▸ **Extrait fourni**:
◆ ◆ ◆ ◆ ◆

Ramy Raoof, expert égyptien en technologie et chercheur spécialisé dans la protection de la vie privée, exerce actuellement des activités bénévoles à Beyrouth. En novembre 2016, alors qu’il travaillait au sein du bureau de l’Egyptian Initiative for Personal Rights (EIPR), un incident suspect s’est produit. L’organisation a reçu un appel d’un journaliste à propos d’une conférence de presse à venir. Le hic : aucune conférence de presse n’était planifiée.

Ramy Raoof
Ramy Raoof. Photo de Alan Larrosa, Center for Legal and Social Studies (CELS) en Argentine (CC-BY 4.0).

Rapidement, il découvre que des centaines de courriers électroniques ont été envoyés au nom de l’organisation. Les messages invitaient des journalistes, des militants et des groupes de la société civile à une conférence de presse au sujet d’un projet de loi relatif à l’interdiction en Egypte des organisations non gouvernementales.

« Les journalistes ont évidemment été dupés, car les imposteurs ont utilisé notre logo, notre langue, notre adresse et notre numéro de téléphone. J’ai demandé à voir l’e-mail et j’ai immédiatement réalisé que nous étions la cible d’une attaque. »

La vaste campagne d’hameçonnage s’inscrivait dans une vague de répression à grande échelle contre la société civile et les opposants en Egypte. Des centaines de militants étaient visés, et le sont toujours, par ces attaques qui les incitent à cliquer sur des liens malveillants ou à révéler leurs mots de passe, leurs codes de vérification à deux facteurs ou de réinitialisation de mot de passe.

Ramy Raoof et ses collègues ont baptisé ces offensives de grande envergure « Nile Phish », un jeu de mots sur la sonorité de phish (similaire au terme fish, « poisson » en anglais) associé au nom du fleuve Nil qui traverse l’Égypte.

Avec le Citizen Lab de l’Université de Toronto, Ramy Raoof  a co-écrit et publié en février 2017 un rapport de recherche au sujet des attaques informatiques toujours en cours. En cherchant à expliquer leur augmentation, ils ont remarqué que les logiciels gratuits et à code ouvert conçus pour tester la sécurité des réseaux pouvaient être détournés pour planifier des attaques.

Chaque jour, Ramy Raoof étudie des attaques informatiques comme Nile Phish. « Je travaille en tant qu’expert en technologie et chercheur en matière de protection de la vie privée avec différentes organisations de la société civile. » (Il siège notamment au comité de direction du projet Tor).

Il a remarqué que, au fil du temps, le panorama de la surveillance ciblée et de masse s’était complexifié. Au début des années 2000, les gouvernements menaient eux-mêmes leurs activités de surveillance. Aujourd’hui, la situation est différente. « Un changement tactique s’est opéré. » Les gouvernements ont commencé à confier ces activités à des entreprises privées et à des particuliers. « Une manière de laisser moins d’empreintes et de gagner en efficacité. »

◆ ◆ ◆ ◆ ◆

▸ **Consigne 1**: D'après l'extrait fourni, à quelle date Ramy Raoof a-t-il publié le rapport de recherche coécrit avec le Citizen Lab de l'Université de Toronto ?
▸ **Consigne 2**: Indiquez si chacune des affirmations suivantes concorde avec l'extrait fourni, en répondant par oui ou par non et en citant les mots décisifs de celui-ci : (a) le nom « Nile Phish » associe le terme phish au nom du Nil ; (b) au début des années 2000, les gouvernements confiaient la surveillance à des entreprises privées ; (c) une conférence de presse de l'EIPR était réellement prévue en novembre 2016.
Le matériel qui suit est indépendant de l'extrait fourni.

◆ ◆ ◆ ◆ ◆

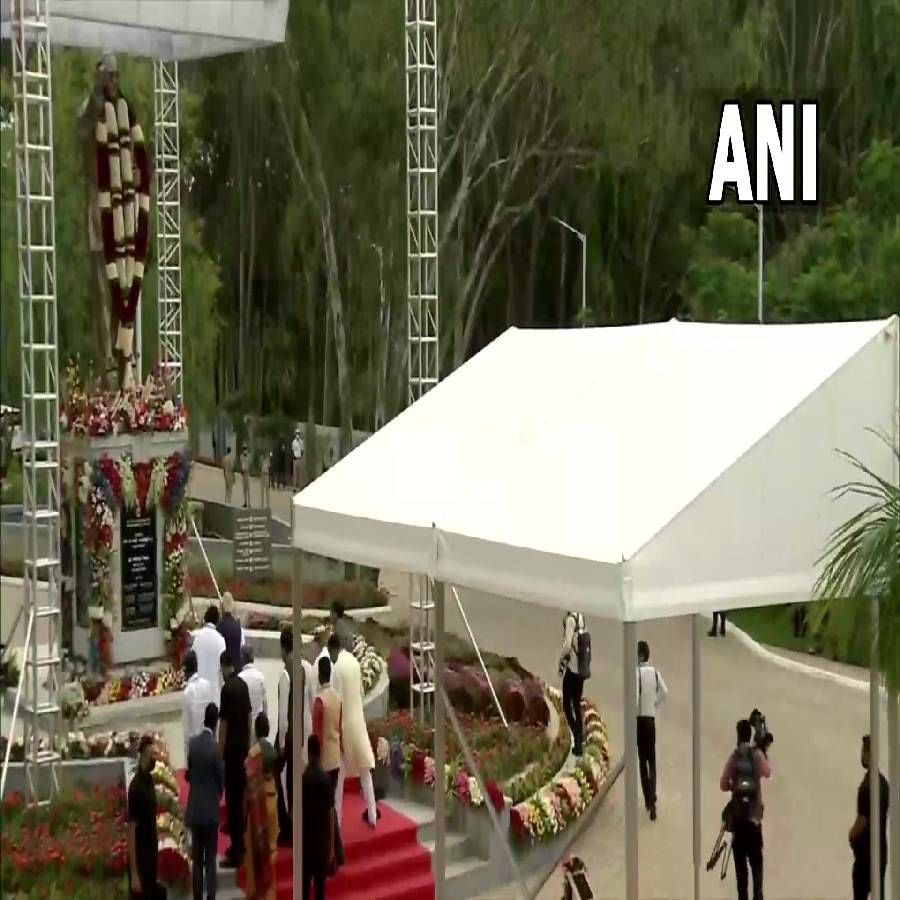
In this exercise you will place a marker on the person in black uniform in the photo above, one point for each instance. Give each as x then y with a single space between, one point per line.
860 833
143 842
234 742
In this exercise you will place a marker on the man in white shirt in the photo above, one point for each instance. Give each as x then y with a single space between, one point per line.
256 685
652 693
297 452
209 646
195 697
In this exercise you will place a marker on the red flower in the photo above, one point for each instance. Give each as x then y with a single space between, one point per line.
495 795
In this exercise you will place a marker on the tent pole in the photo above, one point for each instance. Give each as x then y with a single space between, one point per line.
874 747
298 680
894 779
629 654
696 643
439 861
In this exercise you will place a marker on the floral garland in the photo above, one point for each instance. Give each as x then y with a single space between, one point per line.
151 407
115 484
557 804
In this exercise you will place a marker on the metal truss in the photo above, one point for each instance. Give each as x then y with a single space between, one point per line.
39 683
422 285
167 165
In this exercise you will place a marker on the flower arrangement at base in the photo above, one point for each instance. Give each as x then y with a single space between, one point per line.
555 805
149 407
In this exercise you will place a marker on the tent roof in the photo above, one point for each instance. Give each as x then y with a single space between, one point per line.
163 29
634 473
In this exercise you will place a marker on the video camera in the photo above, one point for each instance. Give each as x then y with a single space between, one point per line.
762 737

◆ ◆ ◆ ◆ ◆

▸ **Réponse complète 1**: En février 2017.

▸ **Réponse complète 2**:
(a) Oui : « un jeu de mots sur la sonorité de phish (similaire au terme fish, « poisson » en anglais) associé au nom du fleuve Nil qui traverse l’Égypte ».
(b) Non : « Au début des années 2000, les gouvernements menaient eux-mêmes leurs activités de surveillance. »
(c) Non : « aucune conférence de presse n’était planifiée ».